Given task 1
In the forum thread about camping gear, where does the first poster say most supplies were bought?

::: Source document

I've bought most of my supplies from Campmor and have been satisfied with their brands of sleeping bags, raincoats, and clothing.
I've also used Sierra Trading Post for a few items.
Mountain Gear looks good.

So any sites, forums, or other resources would be appreciated.


----------



## Artfuldodger (Jan 27, 2015)

Packing lighter?
I'll leave behind my lightweight knife handle like hatchet, homemade little shovel, grill grate, Sven folding saw, mini-mag light, big heavy Danner boots, heavy two man tent, sleeping pad, Coleman Peak 1 stove, etc.

I'll carry a hammock, rain fly, suspension, sleeping bag(to start with), alky stove, pot coozie, freezer bag cooking?, tent snow stake for cat hole digging, piece of tyvek for ground cloth. Petzl headlamp, etc.

I don't like ponchos so I'll take a raincoat to use as a shell over fleece? Now what about a pack cover? Are pack covers rainproof?

Polypropylene was the main thing people were wearing for thermal underwear in my younger days. It was known to hold odors. Poly liner socks with wool over these was popular.

Stoves. I see they've got alky stoves with external little bottles and a plastic tube instead of the tuna & pop can stoves. I'll mostly just boil water and pour it over some  type of  ramen noodles or porridge.


----------



## T-N-T (Jan 27, 2015)

I dont mean to sound like this,  (tone doesnt type very well)  but sounds like you are well on your way to having it figured out dodger...

::::::

Given task 2
Pull out every line of the records that contains the string "decorative". Case counts.

::: Data for the task

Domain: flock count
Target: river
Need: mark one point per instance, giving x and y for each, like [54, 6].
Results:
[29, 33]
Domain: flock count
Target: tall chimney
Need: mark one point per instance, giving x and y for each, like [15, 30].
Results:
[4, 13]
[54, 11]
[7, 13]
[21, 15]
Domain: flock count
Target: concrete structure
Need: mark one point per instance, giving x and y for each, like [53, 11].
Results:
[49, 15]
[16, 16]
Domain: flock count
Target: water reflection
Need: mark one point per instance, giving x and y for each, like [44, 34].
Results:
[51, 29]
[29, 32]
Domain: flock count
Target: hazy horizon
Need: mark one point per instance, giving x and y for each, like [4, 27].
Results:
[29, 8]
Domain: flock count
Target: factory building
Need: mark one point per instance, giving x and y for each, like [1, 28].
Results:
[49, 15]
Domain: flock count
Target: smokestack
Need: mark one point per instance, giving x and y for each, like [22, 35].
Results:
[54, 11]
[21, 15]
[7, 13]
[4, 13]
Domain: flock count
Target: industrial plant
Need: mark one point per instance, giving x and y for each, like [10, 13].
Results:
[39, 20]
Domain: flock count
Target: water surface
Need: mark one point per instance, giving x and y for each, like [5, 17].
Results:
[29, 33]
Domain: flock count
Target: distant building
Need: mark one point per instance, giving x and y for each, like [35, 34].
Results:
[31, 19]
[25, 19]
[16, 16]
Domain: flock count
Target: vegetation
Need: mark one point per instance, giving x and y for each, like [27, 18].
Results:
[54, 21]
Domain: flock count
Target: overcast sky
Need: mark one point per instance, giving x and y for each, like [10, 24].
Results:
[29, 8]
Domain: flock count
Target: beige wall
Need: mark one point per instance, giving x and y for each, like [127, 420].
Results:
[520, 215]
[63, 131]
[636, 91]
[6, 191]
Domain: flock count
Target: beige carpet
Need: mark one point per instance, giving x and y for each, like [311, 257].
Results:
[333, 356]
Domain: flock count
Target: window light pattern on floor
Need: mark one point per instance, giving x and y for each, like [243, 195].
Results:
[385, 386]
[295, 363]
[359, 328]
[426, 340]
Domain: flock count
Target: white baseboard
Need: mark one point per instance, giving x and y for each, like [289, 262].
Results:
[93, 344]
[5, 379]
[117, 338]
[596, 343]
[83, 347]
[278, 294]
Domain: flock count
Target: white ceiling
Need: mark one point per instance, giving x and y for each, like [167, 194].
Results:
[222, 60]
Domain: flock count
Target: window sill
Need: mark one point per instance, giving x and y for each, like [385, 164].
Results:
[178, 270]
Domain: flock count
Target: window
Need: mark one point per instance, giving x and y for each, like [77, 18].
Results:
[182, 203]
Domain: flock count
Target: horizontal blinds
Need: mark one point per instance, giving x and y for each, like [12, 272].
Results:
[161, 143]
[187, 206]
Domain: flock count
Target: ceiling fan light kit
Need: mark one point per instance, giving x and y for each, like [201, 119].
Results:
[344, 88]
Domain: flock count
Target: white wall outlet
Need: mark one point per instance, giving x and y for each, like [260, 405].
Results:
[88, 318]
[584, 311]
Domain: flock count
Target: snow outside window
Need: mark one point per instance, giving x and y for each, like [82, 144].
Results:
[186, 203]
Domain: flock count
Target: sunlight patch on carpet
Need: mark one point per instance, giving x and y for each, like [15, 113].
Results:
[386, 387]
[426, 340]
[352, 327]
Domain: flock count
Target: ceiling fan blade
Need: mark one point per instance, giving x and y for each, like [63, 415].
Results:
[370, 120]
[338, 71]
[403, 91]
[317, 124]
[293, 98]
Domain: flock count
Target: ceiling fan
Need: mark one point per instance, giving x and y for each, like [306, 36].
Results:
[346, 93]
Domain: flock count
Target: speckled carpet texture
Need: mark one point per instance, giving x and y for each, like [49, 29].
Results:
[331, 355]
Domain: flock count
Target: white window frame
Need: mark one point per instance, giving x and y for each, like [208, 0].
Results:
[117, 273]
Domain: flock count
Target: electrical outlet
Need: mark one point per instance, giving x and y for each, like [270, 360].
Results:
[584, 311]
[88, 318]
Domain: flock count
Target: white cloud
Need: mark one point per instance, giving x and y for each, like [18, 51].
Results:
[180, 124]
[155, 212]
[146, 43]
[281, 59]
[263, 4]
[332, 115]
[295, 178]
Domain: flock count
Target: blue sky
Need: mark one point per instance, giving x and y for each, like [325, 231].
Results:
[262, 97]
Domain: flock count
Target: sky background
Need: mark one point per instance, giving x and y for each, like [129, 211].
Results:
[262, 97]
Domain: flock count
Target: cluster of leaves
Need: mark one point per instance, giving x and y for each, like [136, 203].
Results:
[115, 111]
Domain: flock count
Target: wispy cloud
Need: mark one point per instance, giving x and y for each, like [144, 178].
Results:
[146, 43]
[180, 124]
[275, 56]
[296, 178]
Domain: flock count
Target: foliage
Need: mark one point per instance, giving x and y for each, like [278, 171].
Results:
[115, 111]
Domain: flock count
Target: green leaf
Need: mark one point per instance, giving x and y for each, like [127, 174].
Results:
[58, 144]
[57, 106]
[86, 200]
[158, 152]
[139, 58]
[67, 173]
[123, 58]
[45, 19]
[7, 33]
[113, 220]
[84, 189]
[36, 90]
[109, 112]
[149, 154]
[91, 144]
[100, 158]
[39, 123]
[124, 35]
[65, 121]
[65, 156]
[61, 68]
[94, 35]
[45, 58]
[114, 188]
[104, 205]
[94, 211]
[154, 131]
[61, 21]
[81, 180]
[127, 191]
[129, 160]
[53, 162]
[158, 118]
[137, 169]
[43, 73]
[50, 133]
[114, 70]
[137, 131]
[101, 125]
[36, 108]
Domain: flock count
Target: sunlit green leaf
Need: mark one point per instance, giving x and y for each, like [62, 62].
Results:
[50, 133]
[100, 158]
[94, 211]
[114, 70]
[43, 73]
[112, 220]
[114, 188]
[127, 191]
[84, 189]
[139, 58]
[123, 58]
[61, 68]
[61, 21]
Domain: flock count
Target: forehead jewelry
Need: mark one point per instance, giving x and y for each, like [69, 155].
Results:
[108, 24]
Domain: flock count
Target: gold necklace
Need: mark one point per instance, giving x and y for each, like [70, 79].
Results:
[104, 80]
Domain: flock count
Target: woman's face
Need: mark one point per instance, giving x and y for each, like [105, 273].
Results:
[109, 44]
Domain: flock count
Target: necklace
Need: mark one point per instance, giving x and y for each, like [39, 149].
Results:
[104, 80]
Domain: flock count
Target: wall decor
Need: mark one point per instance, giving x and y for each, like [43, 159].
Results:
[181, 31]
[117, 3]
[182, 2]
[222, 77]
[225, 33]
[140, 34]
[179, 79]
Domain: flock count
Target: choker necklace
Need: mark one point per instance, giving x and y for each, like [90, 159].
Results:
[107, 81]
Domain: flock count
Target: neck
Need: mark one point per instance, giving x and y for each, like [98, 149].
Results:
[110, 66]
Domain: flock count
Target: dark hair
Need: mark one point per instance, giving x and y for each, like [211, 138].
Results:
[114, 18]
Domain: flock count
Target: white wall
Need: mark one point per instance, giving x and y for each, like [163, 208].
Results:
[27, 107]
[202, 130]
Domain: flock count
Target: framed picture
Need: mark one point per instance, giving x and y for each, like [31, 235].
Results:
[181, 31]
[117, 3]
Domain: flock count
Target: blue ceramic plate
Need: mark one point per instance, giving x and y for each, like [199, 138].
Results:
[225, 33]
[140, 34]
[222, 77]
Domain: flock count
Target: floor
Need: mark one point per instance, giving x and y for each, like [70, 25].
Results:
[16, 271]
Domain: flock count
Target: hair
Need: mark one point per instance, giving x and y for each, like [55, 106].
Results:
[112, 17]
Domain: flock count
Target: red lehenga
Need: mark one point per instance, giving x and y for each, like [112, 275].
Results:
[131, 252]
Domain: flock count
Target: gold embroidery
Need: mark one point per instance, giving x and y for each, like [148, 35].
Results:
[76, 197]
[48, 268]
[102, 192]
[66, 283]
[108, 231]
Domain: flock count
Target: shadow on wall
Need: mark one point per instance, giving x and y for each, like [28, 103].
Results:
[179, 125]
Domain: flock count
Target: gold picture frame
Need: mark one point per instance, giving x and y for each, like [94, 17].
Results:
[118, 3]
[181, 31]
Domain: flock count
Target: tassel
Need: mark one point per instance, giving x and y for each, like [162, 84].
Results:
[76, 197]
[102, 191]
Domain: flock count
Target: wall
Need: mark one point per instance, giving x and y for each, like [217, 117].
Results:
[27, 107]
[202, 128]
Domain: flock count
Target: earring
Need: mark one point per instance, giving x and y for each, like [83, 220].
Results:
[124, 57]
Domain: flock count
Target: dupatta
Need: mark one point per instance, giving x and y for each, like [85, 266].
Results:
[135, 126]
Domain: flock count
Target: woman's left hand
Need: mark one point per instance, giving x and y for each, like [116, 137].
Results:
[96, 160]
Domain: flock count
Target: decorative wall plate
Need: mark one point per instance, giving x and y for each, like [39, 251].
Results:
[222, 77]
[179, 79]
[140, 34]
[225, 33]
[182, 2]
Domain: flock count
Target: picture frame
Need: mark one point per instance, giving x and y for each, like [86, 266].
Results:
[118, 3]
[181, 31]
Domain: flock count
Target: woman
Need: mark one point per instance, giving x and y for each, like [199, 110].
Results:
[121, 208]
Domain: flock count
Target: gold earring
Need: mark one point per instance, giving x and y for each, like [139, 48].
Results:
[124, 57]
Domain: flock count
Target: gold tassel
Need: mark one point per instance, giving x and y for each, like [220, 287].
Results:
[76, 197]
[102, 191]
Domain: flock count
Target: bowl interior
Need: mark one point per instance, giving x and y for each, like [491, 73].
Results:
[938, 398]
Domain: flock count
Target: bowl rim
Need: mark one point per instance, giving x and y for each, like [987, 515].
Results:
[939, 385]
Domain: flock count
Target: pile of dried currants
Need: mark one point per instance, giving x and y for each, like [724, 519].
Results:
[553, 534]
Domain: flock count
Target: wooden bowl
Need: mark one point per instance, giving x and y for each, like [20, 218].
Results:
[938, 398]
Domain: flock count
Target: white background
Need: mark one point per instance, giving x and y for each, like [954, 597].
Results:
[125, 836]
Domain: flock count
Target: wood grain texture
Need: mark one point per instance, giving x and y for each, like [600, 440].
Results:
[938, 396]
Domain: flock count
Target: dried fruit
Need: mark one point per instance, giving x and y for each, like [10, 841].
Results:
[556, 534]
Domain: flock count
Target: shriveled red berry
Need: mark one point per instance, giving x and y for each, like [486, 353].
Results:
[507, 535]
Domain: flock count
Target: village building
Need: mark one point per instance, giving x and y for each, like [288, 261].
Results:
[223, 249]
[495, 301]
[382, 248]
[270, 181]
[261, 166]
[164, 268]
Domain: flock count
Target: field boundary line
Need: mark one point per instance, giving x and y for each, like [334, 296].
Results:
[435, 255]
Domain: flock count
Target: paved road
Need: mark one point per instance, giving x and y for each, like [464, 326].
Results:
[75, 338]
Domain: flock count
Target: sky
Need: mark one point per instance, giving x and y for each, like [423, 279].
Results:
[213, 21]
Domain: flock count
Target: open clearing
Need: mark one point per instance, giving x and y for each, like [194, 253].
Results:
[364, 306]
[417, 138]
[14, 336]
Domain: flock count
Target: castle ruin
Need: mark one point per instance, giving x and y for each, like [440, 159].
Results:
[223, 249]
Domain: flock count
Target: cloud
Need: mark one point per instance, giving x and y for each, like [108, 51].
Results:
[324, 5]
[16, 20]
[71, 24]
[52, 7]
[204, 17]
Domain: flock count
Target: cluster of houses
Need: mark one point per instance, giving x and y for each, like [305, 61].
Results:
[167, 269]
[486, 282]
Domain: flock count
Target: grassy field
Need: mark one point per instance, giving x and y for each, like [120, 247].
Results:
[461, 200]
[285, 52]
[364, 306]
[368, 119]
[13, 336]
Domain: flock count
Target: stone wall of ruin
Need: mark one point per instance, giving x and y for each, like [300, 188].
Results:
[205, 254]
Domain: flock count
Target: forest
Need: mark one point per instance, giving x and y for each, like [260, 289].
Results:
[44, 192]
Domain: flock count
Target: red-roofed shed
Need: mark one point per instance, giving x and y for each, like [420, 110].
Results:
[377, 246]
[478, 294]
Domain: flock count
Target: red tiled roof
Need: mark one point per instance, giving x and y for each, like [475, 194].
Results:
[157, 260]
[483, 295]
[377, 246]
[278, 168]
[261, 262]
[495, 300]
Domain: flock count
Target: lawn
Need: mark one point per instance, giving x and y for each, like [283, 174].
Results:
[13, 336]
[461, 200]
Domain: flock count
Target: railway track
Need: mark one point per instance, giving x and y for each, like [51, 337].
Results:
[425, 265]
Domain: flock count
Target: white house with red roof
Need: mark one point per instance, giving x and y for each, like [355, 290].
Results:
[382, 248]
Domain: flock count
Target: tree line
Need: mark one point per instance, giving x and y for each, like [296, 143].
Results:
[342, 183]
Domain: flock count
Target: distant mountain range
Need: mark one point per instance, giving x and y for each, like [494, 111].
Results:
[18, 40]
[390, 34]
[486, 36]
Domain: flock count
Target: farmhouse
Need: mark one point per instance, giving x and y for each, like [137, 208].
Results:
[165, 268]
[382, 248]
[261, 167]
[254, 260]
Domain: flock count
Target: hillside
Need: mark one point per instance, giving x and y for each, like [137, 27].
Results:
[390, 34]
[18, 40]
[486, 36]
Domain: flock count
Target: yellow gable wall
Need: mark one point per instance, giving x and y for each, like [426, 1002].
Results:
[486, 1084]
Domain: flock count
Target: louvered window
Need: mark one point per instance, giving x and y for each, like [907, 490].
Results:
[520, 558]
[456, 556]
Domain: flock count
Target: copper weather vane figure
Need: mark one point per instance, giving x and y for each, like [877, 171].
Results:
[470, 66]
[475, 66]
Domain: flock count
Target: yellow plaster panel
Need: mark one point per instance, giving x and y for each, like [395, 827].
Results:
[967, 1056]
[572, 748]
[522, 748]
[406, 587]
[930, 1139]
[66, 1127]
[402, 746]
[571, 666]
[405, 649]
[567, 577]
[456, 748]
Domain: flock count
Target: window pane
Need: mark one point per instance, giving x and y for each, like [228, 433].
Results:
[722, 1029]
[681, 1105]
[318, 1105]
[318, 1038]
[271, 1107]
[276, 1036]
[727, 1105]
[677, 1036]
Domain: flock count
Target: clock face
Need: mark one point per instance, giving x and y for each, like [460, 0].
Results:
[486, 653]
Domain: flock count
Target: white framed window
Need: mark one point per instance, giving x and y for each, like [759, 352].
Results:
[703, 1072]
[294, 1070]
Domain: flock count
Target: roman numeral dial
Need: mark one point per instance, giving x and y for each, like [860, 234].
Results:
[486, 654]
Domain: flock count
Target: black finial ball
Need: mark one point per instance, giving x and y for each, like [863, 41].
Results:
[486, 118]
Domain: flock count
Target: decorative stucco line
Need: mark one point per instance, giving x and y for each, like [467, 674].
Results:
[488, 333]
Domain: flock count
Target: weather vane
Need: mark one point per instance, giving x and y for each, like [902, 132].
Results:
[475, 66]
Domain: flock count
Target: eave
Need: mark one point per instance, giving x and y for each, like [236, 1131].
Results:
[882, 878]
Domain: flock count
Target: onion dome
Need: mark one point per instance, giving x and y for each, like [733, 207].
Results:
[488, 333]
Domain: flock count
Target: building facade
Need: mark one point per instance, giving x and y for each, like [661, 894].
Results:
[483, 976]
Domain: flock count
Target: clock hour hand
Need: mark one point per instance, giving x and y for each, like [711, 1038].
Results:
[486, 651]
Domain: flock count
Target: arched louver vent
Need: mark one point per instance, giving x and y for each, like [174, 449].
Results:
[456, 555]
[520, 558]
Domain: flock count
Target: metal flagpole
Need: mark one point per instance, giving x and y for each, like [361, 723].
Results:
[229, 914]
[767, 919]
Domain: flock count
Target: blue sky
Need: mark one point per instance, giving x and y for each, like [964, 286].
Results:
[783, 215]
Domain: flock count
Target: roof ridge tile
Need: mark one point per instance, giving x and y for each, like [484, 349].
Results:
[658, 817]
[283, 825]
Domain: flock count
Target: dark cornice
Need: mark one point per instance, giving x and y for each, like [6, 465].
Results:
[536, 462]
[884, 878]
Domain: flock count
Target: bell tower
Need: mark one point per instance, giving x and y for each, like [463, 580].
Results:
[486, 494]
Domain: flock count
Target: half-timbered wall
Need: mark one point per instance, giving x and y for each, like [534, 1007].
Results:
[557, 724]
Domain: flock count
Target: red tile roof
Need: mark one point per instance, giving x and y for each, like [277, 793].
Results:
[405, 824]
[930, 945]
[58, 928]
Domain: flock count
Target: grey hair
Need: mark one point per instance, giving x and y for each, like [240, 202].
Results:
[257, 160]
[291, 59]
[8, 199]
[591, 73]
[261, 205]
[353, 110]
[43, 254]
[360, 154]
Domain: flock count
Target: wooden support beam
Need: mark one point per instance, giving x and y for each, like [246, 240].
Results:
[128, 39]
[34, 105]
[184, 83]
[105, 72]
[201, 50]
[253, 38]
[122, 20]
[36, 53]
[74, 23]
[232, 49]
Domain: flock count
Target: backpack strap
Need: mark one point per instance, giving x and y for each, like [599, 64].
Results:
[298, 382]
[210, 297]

::::::

Complete output 1
From Campmor.

Complete output 2
Target: decorative wall plate
Target: decorative stucco line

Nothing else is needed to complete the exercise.